- _PROBLEM TO WORK ON_:
Extract, verbatim, every line of the listing below from the line containing "Domain: lane-usage study. Target: car side" through the final line of the listing, both included.

BEGIN ENTRIES SUPPLIED

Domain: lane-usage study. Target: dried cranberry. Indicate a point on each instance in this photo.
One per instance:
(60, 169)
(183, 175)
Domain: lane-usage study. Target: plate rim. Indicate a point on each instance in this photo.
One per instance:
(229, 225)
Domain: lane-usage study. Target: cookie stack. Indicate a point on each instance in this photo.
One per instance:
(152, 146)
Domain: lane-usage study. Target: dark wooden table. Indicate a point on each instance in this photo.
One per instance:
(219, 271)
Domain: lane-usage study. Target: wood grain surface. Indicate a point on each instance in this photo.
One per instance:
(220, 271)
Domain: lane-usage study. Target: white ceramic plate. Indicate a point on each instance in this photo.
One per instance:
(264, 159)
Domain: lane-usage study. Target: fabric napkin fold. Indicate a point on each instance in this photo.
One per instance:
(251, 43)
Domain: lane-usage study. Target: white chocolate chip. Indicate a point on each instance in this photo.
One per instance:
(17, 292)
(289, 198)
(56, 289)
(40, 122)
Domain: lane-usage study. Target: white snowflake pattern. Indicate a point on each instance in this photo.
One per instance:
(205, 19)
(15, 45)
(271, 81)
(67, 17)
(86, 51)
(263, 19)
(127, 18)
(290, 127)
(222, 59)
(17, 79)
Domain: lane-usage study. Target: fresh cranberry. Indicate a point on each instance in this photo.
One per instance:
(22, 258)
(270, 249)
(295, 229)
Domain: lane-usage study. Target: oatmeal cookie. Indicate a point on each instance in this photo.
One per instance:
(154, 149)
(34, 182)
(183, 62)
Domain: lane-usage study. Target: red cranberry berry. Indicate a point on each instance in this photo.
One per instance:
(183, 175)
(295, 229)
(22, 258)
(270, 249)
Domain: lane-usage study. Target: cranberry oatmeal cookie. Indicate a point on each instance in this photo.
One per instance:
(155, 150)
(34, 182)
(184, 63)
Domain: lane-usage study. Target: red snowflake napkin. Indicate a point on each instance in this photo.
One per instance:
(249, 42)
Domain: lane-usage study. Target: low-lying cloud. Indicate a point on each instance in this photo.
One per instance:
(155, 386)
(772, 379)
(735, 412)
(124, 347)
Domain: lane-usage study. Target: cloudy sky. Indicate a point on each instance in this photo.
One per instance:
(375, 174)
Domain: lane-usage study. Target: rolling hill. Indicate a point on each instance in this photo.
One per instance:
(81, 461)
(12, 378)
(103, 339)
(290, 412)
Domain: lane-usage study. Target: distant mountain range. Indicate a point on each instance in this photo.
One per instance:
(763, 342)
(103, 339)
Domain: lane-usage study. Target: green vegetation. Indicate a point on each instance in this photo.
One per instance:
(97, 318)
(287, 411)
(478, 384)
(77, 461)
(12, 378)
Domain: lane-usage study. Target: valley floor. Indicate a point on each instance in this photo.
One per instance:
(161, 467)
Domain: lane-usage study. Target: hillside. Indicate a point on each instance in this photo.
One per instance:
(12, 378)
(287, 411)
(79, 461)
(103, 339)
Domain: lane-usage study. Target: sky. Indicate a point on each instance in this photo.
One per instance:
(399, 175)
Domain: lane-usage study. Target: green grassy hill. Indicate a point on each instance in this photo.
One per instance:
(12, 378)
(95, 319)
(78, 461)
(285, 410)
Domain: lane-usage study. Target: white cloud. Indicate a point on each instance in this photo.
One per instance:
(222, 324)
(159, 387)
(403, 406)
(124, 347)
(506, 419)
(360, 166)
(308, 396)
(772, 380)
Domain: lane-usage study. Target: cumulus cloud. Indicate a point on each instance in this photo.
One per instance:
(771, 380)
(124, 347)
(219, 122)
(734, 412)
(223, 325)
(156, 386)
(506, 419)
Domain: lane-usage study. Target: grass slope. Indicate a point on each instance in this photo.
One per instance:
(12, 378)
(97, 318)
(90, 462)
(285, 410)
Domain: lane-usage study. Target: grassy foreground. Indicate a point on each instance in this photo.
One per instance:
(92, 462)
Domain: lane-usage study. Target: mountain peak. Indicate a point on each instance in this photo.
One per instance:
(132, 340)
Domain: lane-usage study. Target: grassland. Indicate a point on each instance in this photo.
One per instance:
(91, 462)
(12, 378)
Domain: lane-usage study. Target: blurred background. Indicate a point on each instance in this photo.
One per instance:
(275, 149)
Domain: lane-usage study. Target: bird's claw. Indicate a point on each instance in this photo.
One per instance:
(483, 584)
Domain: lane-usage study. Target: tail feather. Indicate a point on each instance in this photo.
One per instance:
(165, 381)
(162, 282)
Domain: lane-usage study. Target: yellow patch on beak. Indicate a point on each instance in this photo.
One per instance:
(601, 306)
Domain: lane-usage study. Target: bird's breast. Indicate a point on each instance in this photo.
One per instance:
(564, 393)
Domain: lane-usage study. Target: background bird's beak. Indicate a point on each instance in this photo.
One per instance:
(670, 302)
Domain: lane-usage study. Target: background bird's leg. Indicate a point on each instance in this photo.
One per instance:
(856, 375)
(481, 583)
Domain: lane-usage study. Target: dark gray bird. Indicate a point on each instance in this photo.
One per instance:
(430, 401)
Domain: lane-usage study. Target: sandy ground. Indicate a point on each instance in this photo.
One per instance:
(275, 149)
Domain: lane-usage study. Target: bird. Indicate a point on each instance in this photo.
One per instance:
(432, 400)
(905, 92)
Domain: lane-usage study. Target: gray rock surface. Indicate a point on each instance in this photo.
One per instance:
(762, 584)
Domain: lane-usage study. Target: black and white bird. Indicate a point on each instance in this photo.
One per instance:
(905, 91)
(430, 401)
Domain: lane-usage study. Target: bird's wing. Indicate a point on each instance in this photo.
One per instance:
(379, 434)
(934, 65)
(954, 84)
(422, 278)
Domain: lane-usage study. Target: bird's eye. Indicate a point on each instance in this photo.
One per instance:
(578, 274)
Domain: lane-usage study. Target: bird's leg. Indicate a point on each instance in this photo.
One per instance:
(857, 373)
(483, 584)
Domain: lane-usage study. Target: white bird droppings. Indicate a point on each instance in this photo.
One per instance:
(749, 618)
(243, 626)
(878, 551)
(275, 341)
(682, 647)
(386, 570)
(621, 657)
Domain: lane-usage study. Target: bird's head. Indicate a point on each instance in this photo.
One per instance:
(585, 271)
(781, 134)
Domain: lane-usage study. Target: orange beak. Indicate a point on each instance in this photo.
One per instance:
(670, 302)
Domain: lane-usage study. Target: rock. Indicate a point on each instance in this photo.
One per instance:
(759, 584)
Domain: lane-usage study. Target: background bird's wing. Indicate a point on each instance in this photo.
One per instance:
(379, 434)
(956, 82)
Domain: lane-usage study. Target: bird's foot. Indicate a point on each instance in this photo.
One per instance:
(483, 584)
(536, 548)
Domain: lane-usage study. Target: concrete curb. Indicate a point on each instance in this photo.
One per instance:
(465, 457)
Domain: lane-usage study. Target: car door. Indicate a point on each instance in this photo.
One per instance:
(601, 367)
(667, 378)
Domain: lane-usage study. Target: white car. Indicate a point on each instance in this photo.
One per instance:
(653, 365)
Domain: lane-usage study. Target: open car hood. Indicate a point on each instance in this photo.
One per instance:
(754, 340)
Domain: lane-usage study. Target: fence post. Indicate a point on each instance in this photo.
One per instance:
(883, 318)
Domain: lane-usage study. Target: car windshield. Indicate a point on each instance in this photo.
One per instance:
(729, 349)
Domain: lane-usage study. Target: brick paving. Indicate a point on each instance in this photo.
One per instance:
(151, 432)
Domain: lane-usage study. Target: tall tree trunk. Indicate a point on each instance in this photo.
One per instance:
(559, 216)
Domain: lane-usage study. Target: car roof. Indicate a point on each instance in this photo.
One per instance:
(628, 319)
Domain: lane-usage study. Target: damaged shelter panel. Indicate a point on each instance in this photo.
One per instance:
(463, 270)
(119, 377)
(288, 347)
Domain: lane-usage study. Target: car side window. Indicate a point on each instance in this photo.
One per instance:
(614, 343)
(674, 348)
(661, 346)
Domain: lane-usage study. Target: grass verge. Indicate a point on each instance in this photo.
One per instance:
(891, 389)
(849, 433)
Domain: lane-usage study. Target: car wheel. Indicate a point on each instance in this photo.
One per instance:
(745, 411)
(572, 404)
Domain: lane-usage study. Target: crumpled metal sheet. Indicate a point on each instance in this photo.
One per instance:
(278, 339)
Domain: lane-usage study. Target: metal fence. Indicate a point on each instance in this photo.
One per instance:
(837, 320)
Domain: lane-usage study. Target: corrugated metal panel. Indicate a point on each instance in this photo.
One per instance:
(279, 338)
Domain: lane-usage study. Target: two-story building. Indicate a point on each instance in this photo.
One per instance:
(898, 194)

END ENTRIES SUPPLIED

- _TASK SOLUTION_:
Domain: lane-usage study. Target: car side window. Indicate a point on each instance in this photo.
One per instance:
(614, 343)
(674, 348)
(661, 346)
Domain: lane-usage study. Target: grass verge. Indicate a point on each instance in this photo.
One per instance:
(891, 389)
(849, 433)
Domain: lane-usage study. Target: car wheel. Indicate a point on each instance in this photo.
One per instance:
(745, 411)
(572, 404)
Domain: lane-usage study. Target: crumpled metal sheet. Indicate a point on each instance in this photo.
One per instance:
(278, 339)
Domain: lane-usage study. Target: metal fence. Indicate a point on each instance in this photo.
One per instance:
(837, 320)
Domain: lane-usage study. Target: corrugated metal panel. Indicate a point on each instance in this photo.
One per instance:
(279, 338)
Domain: lane-usage study. Target: two-story building. Indicate a point on each instance in this photo.
One per instance:
(898, 194)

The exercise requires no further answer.